::: Reading text

FIGS. 4-7 illustrate an exemplary embodiment of the regulator 10′ for regulating volumetric flow of ink traveling between an ink source (not shown) and a print head in fluid communication with an ink outlet 14′. As introduced above, the regulator 10′ includes a pressurized chamber 16′ having an ink inlet 18′ in fluid communication with the ink source and the ink outlet 14′, which is in fluid communication with the print head (not shown). In this exemplary embodiment, the pressurized chamber 16′ is formed by an injection molded base 34 having a floor 36, a pair of elongated opposing side walls 38 and a pair of elongated opposing end walls 40 which collectively form a generally rectangular top opening bounded by the four interior walls. The elongated side walls each include a pair of vertical ribs forming a bearing seat for receiving bearing pins 42 of the lever 24′, thereby forming the lever's fulcrum 20′.
The floor 36 includes a generally cylindrical orifice forming the ink outlet 14′ and a generally oval orifice 44 over which the flexible wall/diaphragm 22′ is mounted. A pair of perpendicular, diametrical spring supports 46 (forming a cross) are positioned within the cylindrical channel of the outlet 14′, where the central hub of the cross formed by the pair of diametrical supports 46 extends upwardly to form an axial projection for seating a spring 50 thereabout. Circumferentially arranges gaps 49 between the supports 46 provide fluid communication between the chamber 16′ and the ink outlet 14′ (see FIG. 5). The spring 50 provides the bias represented by arrow A in FIGS. 1-3.
The lever 24′ includes a strip of spring metal 52 with a spoon-shaped first end 28′ and an encapsulated second end 54. The spoon-shaped end 28′ is angled with respect to the encapsulated end 54. The encapsulated end 54 is encapsulated by a block 56 of plastic material where the block 56 includes the pair of bearing pins 42 extending axially outward along the pivot axis of the fulcrum 20′; and also includes a counter-bored channel 58 extending therethrough for seating an elastomeric sealing plug 60 therein. The strip 52 of spring metal also includes a hole 62 extending therethrough that is concentric with the channel 58 in the encapsulated body 56 for accommodating the sealing plug 60. The plug 60 includes a disk-shaped head 64 and an axial stem 66 extending downwardly therefrom. As can be seen in FIG. 4, the plug 60 is axially aligned with the spring 50, and the encapsulated body 56 is seated within the spring 50 by a dome-shaped, concentric projection 68 extending downwardly from the encapsulated body. The spring metal construction of the strip 52 provides the flexibility of the arm 26′ described above with respect to FIGS. 1-3.

::::::
::: Extracted material

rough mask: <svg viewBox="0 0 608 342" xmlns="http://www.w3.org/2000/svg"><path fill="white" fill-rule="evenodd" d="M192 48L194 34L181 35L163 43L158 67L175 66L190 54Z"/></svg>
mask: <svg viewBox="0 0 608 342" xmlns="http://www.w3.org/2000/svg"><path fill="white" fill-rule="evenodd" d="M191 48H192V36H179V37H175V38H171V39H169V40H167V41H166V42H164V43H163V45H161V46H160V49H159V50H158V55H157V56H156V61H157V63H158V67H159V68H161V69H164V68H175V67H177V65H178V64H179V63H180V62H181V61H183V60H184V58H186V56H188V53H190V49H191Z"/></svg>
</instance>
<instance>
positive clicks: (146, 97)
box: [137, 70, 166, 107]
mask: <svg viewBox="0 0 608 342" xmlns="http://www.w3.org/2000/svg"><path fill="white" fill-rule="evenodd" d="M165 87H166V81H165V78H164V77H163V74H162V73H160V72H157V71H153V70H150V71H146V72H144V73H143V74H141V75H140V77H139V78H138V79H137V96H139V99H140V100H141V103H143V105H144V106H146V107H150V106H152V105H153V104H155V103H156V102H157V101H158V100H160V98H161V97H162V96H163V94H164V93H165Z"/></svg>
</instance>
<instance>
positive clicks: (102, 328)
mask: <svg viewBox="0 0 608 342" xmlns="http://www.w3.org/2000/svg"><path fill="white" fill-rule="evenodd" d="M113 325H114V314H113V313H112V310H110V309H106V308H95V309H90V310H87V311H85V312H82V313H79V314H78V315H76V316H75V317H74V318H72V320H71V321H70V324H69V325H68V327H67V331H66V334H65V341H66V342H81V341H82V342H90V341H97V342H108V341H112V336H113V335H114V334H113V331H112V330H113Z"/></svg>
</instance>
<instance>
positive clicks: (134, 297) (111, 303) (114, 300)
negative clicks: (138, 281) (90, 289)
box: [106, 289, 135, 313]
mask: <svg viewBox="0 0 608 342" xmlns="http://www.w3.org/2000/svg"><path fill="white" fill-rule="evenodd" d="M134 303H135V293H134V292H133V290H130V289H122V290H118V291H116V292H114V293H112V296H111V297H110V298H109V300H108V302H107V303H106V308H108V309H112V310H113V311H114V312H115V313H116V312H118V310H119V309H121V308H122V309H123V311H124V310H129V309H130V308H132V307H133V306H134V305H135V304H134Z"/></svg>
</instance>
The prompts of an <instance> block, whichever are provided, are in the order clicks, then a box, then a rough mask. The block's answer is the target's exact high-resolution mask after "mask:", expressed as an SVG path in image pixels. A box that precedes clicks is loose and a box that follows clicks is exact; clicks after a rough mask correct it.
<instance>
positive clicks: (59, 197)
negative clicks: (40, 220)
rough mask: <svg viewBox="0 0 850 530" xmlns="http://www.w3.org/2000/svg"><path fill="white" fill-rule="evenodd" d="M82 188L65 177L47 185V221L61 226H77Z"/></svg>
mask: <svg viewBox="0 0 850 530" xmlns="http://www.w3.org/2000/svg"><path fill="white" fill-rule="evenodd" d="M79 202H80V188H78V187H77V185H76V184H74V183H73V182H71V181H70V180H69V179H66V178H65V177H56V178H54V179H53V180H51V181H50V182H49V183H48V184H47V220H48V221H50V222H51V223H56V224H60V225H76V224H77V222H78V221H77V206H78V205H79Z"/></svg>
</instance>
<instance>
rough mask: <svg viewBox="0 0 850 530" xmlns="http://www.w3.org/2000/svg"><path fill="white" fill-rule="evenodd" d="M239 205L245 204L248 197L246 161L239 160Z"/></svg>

::::::

List each distinct figure or figure range cited in the passage on the ink regulator, in the order of first mention.

= Answer to this exercise =
FIGS. 4-7
FIG. 5
FIGS. 1-3
FIG. 4